** EXERCISE DIRECTIONS **
For the material that follows, return exactly the lines from the one with "Target: stone retaining wall" through the one with "Label a point on each instance of the carved", both ends included.

----- RECORD EXTRACTS

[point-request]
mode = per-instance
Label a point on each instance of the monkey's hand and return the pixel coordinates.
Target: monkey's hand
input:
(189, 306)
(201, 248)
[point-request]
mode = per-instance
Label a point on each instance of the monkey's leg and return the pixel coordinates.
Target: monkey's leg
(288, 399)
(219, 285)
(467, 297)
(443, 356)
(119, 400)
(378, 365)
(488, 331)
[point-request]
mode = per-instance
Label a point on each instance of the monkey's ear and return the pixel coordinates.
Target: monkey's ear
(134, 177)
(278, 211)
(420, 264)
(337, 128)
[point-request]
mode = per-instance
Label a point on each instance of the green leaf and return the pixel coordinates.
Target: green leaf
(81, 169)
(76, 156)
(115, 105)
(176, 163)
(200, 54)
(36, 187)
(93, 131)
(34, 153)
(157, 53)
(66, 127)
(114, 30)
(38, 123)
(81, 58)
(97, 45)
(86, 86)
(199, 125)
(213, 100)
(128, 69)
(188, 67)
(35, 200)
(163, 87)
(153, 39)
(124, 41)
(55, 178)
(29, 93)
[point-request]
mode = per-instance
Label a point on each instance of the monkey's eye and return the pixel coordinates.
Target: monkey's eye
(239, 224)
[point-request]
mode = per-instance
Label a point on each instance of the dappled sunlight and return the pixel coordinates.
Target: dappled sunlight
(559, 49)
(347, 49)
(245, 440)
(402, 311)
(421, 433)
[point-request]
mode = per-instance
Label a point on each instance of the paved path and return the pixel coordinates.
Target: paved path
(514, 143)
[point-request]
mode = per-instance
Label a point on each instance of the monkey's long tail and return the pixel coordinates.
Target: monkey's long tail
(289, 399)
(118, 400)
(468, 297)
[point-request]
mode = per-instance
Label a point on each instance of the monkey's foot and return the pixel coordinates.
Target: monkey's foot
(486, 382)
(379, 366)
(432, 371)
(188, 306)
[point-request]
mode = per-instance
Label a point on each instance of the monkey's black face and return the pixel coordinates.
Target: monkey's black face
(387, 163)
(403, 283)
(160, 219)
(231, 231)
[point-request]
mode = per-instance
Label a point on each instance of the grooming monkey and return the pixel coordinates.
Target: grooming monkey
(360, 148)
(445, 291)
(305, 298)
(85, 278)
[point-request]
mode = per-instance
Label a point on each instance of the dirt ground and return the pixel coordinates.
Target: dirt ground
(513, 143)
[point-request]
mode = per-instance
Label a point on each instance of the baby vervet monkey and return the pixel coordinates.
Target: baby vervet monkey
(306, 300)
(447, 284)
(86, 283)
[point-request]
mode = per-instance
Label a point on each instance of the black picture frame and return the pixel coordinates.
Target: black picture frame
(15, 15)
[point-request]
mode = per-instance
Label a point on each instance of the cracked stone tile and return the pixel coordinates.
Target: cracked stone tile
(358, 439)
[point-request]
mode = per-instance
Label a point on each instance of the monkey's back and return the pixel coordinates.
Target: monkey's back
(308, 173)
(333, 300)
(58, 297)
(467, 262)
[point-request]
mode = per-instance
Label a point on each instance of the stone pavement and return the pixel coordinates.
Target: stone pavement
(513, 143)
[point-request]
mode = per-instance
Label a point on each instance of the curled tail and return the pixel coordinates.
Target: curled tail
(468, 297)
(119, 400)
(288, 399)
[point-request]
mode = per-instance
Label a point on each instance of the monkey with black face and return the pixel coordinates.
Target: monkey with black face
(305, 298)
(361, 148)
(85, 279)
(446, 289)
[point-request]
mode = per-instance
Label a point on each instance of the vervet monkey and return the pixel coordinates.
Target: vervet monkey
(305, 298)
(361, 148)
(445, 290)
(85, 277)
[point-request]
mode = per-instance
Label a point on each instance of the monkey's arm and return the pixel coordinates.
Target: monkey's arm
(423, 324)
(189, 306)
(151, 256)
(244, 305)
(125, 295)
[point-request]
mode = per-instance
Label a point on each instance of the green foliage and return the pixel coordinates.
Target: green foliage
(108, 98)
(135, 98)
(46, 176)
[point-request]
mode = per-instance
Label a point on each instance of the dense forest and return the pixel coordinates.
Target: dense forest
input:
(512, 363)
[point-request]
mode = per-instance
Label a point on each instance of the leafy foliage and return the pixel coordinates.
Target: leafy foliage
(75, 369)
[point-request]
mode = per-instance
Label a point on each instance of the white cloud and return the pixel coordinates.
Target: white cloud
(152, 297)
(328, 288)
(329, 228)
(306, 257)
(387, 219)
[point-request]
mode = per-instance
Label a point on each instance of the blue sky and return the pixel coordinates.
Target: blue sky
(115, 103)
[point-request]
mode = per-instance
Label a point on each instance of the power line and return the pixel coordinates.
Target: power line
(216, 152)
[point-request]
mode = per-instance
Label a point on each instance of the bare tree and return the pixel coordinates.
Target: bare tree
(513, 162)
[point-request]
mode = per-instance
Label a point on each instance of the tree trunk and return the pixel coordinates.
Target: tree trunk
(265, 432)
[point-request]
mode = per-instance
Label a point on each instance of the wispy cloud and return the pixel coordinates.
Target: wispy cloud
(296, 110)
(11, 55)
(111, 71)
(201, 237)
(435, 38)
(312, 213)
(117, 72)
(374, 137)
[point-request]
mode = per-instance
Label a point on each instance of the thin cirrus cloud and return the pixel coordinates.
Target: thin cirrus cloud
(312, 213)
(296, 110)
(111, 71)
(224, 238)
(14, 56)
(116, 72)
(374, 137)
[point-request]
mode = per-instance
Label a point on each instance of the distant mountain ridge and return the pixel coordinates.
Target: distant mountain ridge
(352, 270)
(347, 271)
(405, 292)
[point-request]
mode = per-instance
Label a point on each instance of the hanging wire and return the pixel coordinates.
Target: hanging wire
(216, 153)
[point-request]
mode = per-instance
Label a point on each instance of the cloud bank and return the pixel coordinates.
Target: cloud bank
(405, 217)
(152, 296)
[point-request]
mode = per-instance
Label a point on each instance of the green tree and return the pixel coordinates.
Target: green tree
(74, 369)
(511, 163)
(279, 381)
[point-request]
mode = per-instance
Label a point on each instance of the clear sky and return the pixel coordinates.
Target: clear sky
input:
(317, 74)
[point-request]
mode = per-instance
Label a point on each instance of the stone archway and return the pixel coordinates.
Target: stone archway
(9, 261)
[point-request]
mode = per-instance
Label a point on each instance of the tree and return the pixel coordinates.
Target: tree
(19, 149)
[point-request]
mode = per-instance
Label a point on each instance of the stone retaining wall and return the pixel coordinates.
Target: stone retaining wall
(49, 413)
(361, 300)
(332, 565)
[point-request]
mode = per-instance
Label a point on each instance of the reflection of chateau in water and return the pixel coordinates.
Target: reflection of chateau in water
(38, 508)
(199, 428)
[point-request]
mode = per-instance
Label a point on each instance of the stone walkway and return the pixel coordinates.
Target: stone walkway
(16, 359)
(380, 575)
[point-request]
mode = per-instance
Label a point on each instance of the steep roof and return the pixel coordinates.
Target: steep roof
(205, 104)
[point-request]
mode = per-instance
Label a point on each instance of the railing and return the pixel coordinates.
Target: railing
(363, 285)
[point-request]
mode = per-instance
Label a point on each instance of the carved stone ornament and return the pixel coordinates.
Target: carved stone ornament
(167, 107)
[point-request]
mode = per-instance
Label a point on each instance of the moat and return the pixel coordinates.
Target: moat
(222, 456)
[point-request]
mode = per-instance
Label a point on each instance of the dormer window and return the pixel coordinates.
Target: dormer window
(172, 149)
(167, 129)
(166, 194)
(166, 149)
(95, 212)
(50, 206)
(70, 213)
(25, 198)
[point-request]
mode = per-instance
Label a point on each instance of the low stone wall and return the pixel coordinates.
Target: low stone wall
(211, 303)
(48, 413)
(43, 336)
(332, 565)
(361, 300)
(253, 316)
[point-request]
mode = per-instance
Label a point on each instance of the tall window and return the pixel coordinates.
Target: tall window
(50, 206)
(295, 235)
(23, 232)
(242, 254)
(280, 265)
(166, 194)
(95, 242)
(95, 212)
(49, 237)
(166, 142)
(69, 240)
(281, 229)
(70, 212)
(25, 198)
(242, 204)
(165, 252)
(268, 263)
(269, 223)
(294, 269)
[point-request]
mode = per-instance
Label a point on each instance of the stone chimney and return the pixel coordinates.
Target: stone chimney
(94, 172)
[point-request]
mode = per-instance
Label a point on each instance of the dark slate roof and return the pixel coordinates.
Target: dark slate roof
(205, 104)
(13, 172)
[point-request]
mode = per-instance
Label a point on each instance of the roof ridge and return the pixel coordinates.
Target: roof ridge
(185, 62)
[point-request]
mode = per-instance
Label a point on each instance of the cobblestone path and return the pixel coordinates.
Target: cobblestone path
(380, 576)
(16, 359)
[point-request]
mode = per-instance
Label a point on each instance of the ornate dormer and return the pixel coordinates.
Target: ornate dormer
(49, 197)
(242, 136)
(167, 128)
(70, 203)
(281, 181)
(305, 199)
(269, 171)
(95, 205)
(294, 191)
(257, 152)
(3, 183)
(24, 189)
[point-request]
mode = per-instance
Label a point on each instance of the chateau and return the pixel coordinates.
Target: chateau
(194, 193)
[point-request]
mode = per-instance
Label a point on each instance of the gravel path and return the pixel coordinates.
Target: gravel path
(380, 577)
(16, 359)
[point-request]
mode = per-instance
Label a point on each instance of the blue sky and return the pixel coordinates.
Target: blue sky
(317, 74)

----------

** SOLVED EXERCISE **
Target: stone retaining wall
(49, 413)
(361, 300)
(332, 565)
[point-request]
mode = per-instance
Label a point on each instance of the reflection of chateau in water and return the pixel coordinates.
Target: reflection of chateau in water
(38, 508)
(199, 428)
[point-request]
mode = per-instance
Label a point on each instance of the stone walkway and return the pixel coordinates.
Target: stone walkway
(16, 359)
(380, 575)
[point-request]
mode = per-instance
Label a point on each instance of the steep roof and return the pixel coordinates.
Target: steep roof
(205, 104)
[point-request]
mode = per-instance
Label a point on each instance of the railing and return the pixel coordinates.
Target: railing
(363, 285)
[point-request]
mode = per-instance
Label a point on each instance of the carved stone ornament and return the pixel coordinates.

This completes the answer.